**REQUIREMENT**
Every line below that has the string "Drop" needs to be copied.

Natural language region descriptions
BEGIN

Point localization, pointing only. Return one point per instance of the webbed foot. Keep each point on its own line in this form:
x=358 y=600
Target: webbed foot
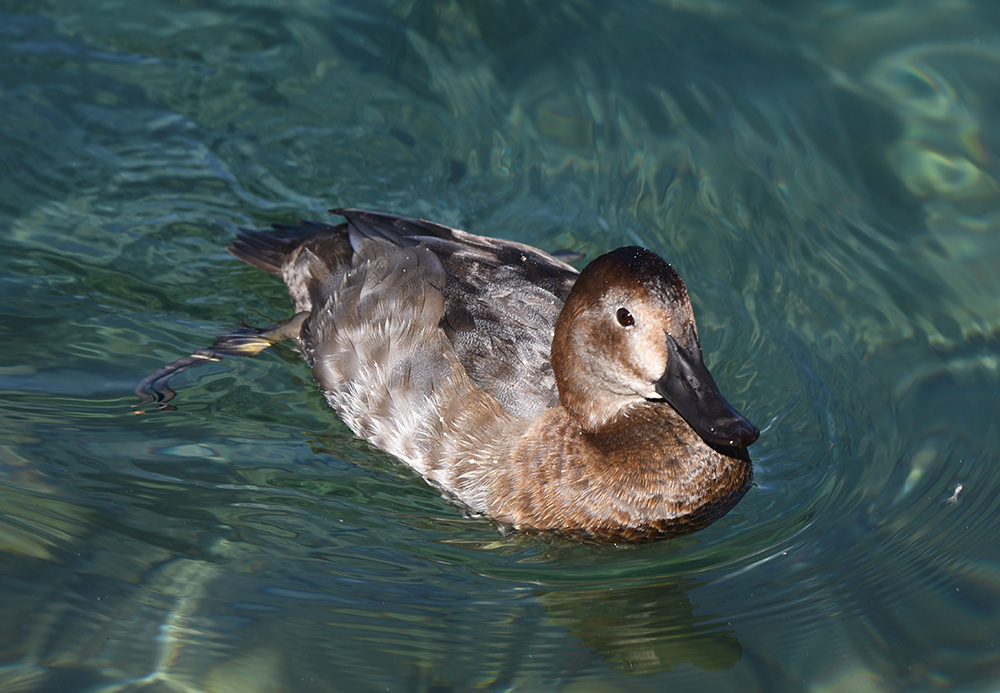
x=246 y=341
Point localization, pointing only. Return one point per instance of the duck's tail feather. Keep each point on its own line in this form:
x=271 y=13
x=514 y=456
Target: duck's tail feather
x=266 y=250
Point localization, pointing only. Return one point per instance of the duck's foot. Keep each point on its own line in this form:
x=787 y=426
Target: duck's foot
x=246 y=341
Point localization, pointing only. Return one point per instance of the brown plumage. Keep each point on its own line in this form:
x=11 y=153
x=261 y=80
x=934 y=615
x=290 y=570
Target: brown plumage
x=547 y=400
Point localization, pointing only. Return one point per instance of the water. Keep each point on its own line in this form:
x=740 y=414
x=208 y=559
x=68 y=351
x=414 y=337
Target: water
x=823 y=175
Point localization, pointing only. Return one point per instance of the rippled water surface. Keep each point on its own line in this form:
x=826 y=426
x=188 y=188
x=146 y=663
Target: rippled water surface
x=823 y=175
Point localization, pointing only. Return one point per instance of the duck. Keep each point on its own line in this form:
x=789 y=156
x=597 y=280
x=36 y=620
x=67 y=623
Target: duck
x=552 y=401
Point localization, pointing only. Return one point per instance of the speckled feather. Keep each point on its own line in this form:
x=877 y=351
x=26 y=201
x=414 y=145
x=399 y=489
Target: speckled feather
x=434 y=345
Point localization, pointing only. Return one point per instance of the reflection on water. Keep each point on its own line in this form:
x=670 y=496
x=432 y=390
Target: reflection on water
x=824 y=176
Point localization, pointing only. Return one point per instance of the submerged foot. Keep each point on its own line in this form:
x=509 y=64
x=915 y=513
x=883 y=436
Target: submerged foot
x=155 y=390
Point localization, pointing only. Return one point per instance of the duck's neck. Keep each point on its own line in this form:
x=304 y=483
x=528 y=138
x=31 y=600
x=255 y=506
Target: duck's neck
x=644 y=472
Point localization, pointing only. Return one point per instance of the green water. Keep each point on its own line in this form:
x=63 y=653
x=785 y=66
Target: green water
x=823 y=175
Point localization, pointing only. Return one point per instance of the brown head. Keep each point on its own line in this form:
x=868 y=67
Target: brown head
x=626 y=335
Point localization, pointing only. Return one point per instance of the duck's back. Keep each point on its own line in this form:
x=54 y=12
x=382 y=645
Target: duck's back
x=400 y=292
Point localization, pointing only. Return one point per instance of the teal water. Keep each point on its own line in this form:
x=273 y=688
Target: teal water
x=822 y=174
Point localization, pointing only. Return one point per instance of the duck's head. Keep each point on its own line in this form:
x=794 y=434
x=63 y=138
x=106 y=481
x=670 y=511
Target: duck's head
x=627 y=334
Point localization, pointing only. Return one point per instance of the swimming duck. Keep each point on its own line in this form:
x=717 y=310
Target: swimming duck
x=549 y=400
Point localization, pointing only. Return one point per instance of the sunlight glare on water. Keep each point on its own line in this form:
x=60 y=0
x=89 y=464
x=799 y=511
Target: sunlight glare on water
x=822 y=174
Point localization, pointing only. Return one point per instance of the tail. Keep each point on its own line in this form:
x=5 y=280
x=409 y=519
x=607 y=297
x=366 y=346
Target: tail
x=266 y=250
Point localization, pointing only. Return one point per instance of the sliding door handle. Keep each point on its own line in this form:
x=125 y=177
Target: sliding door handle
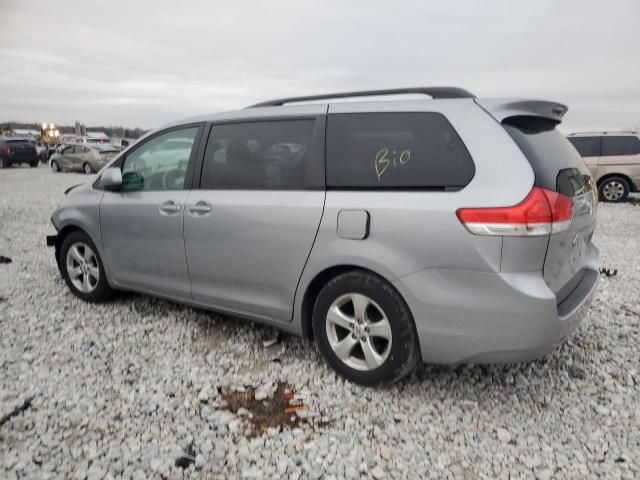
x=170 y=207
x=200 y=208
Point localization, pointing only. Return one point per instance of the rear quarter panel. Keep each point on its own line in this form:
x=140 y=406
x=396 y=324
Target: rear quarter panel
x=411 y=231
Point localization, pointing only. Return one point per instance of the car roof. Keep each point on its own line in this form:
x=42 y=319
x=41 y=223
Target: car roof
x=597 y=134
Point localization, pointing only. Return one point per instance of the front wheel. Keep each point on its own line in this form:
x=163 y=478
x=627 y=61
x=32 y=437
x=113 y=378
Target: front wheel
x=614 y=189
x=364 y=329
x=82 y=268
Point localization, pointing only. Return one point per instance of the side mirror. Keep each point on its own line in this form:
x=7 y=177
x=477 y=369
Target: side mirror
x=111 y=179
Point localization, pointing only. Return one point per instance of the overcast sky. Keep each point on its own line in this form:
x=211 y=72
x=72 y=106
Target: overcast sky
x=145 y=63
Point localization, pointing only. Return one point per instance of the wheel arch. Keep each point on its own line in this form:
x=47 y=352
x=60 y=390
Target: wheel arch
x=315 y=285
x=607 y=176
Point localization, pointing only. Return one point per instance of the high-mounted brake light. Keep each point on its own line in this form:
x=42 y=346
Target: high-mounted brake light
x=543 y=212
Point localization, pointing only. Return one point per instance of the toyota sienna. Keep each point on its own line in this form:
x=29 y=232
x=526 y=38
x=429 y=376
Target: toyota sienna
x=444 y=228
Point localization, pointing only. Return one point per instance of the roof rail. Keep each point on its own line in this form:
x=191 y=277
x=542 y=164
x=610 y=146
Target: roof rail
x=433 y=92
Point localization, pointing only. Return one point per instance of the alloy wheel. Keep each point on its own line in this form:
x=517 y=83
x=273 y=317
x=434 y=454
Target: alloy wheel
x=613 y=190
x=82 y=267
x=358 y=331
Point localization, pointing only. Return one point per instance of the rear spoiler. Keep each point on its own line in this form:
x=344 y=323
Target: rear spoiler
x=501 y=108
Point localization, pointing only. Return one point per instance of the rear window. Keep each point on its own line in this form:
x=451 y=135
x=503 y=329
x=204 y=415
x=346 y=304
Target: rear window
x=395 y=150
x=555 y=162
x=586 y=146
x=622 y=145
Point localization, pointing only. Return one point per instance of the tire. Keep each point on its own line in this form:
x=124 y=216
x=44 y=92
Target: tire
x=87 y=280
x=614 y=189
x=378 y=301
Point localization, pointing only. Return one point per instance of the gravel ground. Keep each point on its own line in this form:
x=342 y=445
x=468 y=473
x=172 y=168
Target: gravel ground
x=128 y=388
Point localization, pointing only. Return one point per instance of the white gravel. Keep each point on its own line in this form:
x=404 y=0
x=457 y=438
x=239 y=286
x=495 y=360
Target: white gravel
x=126 y=388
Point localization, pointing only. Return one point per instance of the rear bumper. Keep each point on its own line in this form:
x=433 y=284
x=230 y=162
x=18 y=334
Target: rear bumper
x=482 y=317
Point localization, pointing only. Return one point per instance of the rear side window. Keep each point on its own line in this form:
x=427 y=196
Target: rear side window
x=263 y=155
x=551 y=156
x=395 y=150
x=586 y=146
x=627 y=145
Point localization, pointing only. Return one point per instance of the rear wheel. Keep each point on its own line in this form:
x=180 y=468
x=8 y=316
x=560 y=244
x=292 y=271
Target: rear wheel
x=82 y=268
x=614 y=189
x=364 y=329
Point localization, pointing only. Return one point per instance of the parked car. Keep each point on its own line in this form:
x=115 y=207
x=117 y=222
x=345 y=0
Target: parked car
x=16 y=151
x=45 y=154
x=614 y=161
x=84 y=158
x=450 y=229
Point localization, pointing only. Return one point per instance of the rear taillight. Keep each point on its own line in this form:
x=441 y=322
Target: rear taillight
x=541 y=213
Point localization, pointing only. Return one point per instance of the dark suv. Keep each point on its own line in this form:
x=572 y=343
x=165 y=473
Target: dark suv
x=17 y=150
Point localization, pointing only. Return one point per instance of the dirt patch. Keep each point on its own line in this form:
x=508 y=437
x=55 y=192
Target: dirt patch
x=279 y=411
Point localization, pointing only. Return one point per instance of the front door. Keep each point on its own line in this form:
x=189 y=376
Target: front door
x=251 y=225
x=142 y=224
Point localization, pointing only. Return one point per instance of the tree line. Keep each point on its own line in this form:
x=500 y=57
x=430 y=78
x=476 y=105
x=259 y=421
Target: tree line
x=111 y=131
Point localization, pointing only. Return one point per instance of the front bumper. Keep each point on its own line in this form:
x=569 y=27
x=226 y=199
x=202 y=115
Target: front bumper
x=483 y=317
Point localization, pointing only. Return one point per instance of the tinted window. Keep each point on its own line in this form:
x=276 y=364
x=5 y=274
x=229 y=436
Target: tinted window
x=390 y=150
x=627 y=145
x=586 y=146
x=156 y=165
x=258 y=155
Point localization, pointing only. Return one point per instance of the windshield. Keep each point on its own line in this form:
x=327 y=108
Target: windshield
x=105 y=148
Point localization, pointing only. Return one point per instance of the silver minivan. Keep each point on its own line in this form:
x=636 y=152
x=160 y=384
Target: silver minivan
x=437 y=227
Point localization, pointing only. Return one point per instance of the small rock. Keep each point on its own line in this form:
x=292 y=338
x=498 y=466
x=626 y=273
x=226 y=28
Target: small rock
x=203 y=396
x=377 y=473
x=503 y=435
x=521 y=380
x=260 y=394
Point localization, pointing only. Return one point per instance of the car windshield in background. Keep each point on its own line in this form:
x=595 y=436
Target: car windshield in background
x=586 y=146
x=105 y=148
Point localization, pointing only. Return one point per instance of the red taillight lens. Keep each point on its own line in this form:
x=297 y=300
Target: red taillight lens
x=541 y=213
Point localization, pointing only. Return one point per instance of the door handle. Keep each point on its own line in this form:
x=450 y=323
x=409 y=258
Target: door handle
x=200 y=208
x=170 y=207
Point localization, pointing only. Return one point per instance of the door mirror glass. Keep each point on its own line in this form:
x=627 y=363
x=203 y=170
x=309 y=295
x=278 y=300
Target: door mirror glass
x=111 y=179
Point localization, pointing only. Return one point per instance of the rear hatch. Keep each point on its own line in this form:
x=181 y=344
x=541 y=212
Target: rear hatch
x=21 y=150
x=557 y=167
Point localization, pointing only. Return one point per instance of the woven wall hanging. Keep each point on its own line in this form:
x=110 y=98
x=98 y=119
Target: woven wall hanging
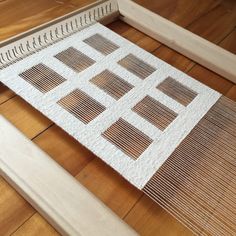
x=166 y=133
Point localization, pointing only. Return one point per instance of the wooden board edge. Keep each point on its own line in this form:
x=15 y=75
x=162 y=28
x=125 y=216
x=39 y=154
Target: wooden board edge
x=104 y=20
x=54 y=193
x=183 y=41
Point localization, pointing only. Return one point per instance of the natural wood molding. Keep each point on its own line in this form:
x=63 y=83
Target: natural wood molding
x=65 y=203
x=183 y=41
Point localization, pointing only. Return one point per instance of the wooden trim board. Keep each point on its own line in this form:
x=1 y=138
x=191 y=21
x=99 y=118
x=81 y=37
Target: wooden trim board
x=183 y=41
x=65 y=203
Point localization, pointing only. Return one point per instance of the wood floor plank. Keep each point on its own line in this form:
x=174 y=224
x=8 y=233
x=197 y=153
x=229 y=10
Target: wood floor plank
x=134 y=36
x=217 y=23
x=181 y=12
x=210 y=79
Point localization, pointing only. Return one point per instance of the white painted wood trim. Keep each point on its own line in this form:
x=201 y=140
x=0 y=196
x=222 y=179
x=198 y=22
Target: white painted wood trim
x=65 y=203
x=183 y=41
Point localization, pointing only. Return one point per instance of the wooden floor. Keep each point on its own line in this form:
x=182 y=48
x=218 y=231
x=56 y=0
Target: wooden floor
x=214 y=20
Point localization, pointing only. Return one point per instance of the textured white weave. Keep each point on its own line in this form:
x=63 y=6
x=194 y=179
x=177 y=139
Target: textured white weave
x=139 y=171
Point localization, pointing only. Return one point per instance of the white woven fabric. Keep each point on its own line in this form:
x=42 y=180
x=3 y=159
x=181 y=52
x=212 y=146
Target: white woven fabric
x=139 y=171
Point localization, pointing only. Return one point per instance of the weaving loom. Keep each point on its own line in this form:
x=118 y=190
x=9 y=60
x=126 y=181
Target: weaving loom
x=166 y=133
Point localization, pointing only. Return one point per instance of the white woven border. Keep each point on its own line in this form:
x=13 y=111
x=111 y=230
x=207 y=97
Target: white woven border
x=139 y=171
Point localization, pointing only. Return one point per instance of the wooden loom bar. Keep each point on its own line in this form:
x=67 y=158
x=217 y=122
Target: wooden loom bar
x=65 y=203
x=189 y=44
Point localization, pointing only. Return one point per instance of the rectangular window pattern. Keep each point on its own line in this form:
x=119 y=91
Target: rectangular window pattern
x=154 y=112
x=112 y=84
x=75 y=59
x=127 y=138
x=136 y=66
x=101 y=44
x=82 y=106
x=42 y=78
x=177 y=91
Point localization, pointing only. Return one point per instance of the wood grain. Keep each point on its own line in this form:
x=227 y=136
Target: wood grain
x=189 y=44
x=65 y=203
x=142 y=214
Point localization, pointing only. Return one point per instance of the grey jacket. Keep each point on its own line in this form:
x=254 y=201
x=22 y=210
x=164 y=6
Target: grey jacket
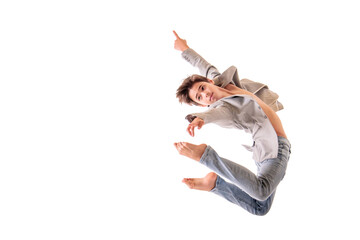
x=231 y=76
x=244 y=113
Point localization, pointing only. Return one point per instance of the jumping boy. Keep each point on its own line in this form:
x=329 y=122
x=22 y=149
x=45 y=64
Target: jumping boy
x=233 y=107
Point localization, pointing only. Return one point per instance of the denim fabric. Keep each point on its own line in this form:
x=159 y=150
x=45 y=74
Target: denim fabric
x=235 y=195
x=254 y=193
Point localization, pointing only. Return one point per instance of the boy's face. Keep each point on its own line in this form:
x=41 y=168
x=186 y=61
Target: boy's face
x=205 y=93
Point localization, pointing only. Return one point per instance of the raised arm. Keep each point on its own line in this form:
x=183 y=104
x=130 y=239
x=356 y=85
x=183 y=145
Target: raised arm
x=205 y=68
x=222 y=115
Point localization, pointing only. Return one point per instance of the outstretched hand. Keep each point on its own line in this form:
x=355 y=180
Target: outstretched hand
x=198 y=122
x=180 y=44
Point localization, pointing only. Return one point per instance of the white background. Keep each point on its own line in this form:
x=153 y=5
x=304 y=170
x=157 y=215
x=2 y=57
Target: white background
x=88 y=117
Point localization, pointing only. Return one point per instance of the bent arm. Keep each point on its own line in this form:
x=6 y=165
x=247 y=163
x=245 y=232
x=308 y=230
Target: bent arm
x=205 y=68
x=221 y=115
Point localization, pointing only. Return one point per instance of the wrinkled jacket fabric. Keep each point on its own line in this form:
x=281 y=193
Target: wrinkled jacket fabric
x=231 y=76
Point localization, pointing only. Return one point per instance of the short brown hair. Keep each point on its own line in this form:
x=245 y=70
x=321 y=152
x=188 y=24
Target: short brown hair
x=182 y=92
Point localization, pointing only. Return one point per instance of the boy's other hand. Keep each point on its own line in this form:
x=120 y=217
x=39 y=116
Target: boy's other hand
x=198 y=122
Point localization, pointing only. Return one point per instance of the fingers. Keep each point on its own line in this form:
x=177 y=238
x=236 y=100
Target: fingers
x=190 y=130
x=177 y=36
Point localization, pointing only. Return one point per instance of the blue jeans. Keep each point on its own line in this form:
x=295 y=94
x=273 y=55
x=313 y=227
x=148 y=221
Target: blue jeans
x=255 y=193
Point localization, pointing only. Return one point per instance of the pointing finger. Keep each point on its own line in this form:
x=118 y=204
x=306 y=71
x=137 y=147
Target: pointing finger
x=177 y=36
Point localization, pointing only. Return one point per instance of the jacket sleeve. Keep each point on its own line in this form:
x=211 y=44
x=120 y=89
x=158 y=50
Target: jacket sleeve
x=205 y=68
x=221 y=115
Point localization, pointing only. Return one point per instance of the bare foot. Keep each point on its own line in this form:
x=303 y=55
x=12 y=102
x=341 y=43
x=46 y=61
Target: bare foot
x=205 y=184
x=190 y=150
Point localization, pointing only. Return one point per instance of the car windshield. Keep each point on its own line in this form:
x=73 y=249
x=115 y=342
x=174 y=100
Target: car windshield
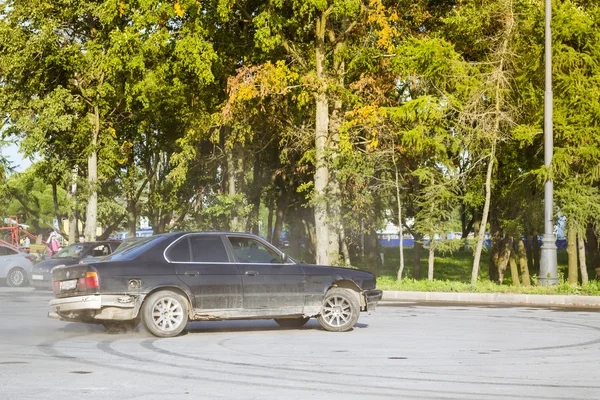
x=73 y=251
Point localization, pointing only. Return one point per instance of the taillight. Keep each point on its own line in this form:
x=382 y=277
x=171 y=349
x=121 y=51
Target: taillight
x=90 y=281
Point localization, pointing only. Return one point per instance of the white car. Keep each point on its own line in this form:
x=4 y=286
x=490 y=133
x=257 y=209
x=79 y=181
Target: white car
x=15 y=266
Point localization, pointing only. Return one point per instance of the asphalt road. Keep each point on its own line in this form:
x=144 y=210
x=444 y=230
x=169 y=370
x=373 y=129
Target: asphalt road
x=401 y=351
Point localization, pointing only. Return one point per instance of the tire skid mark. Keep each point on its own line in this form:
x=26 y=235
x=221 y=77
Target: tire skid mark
x=106 y=346
x=149 y=344
x=566 y=323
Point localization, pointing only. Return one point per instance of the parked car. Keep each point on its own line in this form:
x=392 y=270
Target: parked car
x=164 y=281
x=15 y=266
x=41 y=276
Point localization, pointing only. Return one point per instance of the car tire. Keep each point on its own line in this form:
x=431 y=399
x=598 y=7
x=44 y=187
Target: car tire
x=121 y=326
x=292 y=322
x=340 y=310
x=16 y=277
x=165 y=313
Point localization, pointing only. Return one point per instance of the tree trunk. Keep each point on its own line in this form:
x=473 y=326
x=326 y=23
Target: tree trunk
x=572 y=252
x=504 y=259
x=582 y=263
x=252 y=225
x=270 y=205
x=514 y=270
x=362 y=239
x=344 y=246
x=92 y=206
x=536 y=253
x=529 y=253
x=282 y=204
x=484 y=217
x=523 y=263
x=592 y=242
x=431 y=259
x=131 y=197
x=72 y=197
x=321 y=176
x=231 y=189
x=400 y=224
x=372 y=250
x=496 y=250
x=418 y=246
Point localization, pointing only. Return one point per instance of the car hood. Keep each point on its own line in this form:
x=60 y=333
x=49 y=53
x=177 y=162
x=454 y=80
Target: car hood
x=48 y=264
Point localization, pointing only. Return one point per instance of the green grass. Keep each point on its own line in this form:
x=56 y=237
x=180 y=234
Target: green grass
x=452 y=273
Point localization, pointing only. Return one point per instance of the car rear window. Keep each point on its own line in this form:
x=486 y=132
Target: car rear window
x=208 y=249
x=179 y=252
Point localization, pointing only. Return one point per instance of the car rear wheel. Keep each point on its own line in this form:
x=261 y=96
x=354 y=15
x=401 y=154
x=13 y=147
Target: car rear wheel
x=165 y=313
x=292 y=322
x=16 y=277
x=120 y=326
x=340 y=310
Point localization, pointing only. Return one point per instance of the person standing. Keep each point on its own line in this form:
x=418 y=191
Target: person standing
x=53 y=245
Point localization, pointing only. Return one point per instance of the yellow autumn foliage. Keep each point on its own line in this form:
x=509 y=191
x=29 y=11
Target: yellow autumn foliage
x=179 y=10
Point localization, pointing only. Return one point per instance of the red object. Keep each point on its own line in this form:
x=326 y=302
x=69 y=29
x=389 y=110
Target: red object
x=90 y=281
x=14 y=229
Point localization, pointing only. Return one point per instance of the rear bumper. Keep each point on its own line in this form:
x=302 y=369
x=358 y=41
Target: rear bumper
x=41 y=279
x=95 y=307
x=372 y=297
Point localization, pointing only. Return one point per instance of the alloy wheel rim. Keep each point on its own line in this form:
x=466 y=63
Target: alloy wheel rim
x=337 y=311
x=167 y=314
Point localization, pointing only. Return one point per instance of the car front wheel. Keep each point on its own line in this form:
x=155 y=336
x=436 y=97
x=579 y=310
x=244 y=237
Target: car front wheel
x=340 y=310
x=165 y=313
x=16 y=277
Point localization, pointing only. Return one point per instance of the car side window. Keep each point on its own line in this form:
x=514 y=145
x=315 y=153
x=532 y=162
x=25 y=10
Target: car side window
x=250 y=251
x=102 y=250
x=208 y=249
x=180 y=252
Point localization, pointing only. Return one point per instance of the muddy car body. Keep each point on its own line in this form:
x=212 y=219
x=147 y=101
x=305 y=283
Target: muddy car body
x=167 y=280
x=41 y=274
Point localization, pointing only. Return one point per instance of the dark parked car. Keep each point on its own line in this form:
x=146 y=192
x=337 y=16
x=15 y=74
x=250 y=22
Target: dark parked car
x=167 y=280
x=41 y=276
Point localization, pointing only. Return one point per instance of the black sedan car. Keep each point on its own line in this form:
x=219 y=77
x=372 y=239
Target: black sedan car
x=41 y=276
x=167 y=280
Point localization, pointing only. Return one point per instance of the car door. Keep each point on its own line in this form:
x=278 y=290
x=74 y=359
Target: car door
x=271 y=286
x=202 y=263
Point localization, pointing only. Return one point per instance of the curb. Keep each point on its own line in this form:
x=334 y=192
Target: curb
x=494 y=298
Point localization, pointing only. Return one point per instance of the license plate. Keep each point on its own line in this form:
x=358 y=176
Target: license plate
x=68 y=285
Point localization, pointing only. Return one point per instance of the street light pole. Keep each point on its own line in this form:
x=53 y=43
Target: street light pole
x=548 y=266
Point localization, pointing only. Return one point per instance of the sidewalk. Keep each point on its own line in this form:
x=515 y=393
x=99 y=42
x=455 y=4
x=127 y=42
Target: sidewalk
x=494 y=298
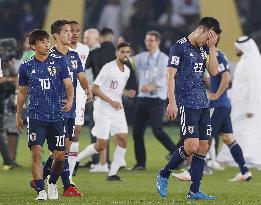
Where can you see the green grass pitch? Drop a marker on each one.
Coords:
(136, 188)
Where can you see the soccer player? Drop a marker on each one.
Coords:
(44, 77)
(61, 31)
(187, 92)
(81, 98)
(220, 118)
(108, 114)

END

**ANSWER BELOW**
Where can you see the green grass pitch? Drop a marker on each one.
Where can you see the soccer player? Drop a marker on each one.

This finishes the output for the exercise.